Now that your film is done, what impact do you hope it can have on the Nigerian film industry?
(CHUKO): The first thing that I’ll say is that people have been making a mistake in conflating Nollywood and the Nigerian film industry. I believe those are two very different things; Nollywood being a part of the Nigerian film industry. In terms of the impact this can have, I don’t really think it’s our position to forecast or claim or plant a flag or anything like that. The only thing that I would say is that I hope the film encourages people, who have different stories that they want to tell, to go out and make them.
(ARIE): I honestly don’t think that it’s filmmakers and films that change film industries, I think it’s industries. I think it’s people with standing, people that are involved in a way politically with upholding the culture and valuing all artistic practices – seeing these practices as important. There have been many African films that have been made on the continent, and African filmmakers that we look to as examples and as heroes, but ultimately, I can’t go to Senegal for example and hire my film crew; I can’t go there and find a plethora of cinematographers or production designers that have been trained and working and living off their work in Senegal. A lot of the French films, for example, are supported by the Ministere de la Culture de la France. So, as an industry, we need to start looking inwardly to understand how we can begin to grow talent at home and that is what will sustain and grow our industry. Looking at companies like GDN Studios, like what they’re doing supporting filmmakers like ourselves and taking an interest in developing sound original content that is made by Nigerians in Nigeria. These are the kinds of institutions that I think will be changing the industry and allowing many more of us to tell our stories, and giving us the support we need to do so.

════════════════

Tasks »
• 1. Reproduce the part of the interview starting at "Now that your" and ending at "and make them.".
• 2. Using the interview, decide whether each statement agrees with it: (a) Chuko says Nollywood and the Nigerian film industry are the same thing; (b) Arie says many French films are supported by the Ministere de la Culture de la France; (c) Arie mentions GDN Studios as supporting filmmakers. Answer yes or no for each, quoting the words of the interview that decide it.
• 3. Condense the interview paragraph that begins "I honestly don’t think" into a short list that keeps its main facts.
The listing after this comes from a separate source, unrelated to the interview.

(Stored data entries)
════════════════

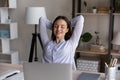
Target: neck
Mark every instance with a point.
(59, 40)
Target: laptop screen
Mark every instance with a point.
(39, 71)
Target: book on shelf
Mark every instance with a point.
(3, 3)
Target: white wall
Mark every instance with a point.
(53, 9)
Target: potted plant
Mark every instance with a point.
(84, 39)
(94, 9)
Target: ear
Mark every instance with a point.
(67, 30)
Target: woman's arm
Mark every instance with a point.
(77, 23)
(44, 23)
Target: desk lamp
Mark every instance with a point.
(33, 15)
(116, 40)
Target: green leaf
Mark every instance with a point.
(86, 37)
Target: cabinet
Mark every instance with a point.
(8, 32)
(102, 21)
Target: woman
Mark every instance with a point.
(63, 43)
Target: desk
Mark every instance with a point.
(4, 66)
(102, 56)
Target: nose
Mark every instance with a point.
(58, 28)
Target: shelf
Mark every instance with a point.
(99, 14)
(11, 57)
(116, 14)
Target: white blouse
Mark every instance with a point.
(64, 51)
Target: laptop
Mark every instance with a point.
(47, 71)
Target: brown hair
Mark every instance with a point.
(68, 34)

════════════════

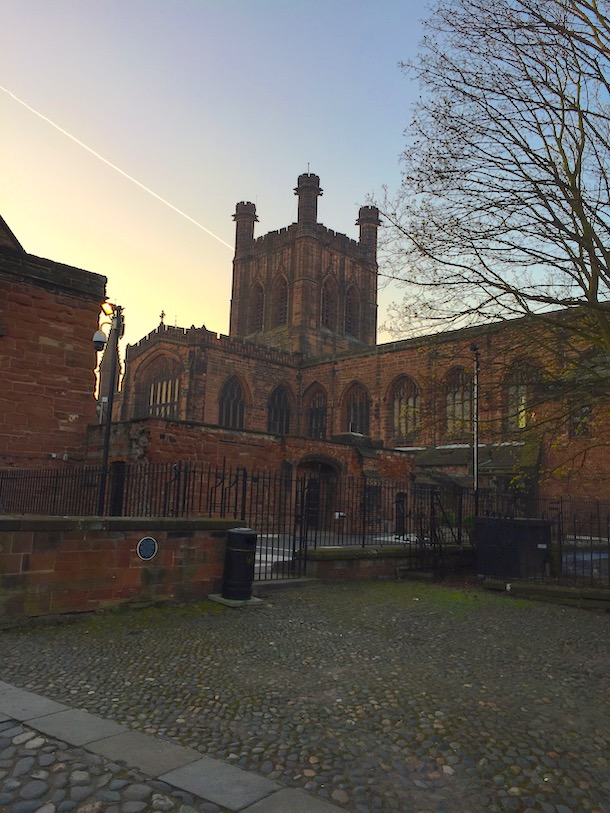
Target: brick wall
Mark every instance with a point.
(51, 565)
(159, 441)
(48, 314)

════════════════

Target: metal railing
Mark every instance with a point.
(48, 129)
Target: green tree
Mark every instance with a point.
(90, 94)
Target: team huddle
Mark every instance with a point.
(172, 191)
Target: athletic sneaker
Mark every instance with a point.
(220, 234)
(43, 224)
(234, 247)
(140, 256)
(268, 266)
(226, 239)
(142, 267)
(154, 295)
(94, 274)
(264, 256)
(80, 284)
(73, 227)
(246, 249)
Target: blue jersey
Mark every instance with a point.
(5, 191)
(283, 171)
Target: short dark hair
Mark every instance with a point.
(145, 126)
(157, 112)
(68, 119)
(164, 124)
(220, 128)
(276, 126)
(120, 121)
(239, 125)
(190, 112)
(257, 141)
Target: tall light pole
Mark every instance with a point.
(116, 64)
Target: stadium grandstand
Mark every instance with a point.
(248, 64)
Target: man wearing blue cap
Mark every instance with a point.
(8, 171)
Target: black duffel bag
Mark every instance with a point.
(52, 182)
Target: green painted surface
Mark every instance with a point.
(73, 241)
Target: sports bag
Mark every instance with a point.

════════════════

Response list »
• 1.
Now that your film is done, what impact do you hope it can have on the Nigerian film industry?
(CHUKO): The first thing that I’ll say is that people have been making a mistake in conflating Nollywood and the Nigerian film industry. I believe those are two very different things; Nollywood being a part of the Nigerian film industry. In terms of the impact this can have, I don’t really think it’s our position to forecast or claim or plant a flag or anything like that. The only thing that I would say is that I hope the film encourages people, who have different stories that they want to tell, to go out and make them.

• 2.
(a) No: "I believe those are two very different things; Nollywood being a part of the Nigerian film industry."
(b) Yes: "A lot of the French films, for example, are supported by the Ministere de la Culture de la France."
(c) Yes: "Looking at companies like GDN Studios, like what they’re doing supporting filmmakers like ourselves"

• 3.
- Arie believes industries change film industries, not filmmakers and films. Change comes from people with standing who uphold the culture and value all artistic practices.
- Many African films and filmmakers serve as examples, but Arie could not hire a film crew in Senegal, for instance. Arie says trained cinematographers or production designers living off their work are not to be found there in great numbers.
- Many French films are supported by the Ministere de la Culture de la France.
- The industry needs to grow talent at home to sustain itself and expand.
- Institutions like GDN Studios support filmmakers and develop original content made by Nigerians in Nigeria. Arie sees such institutions as the ones that will change the industry.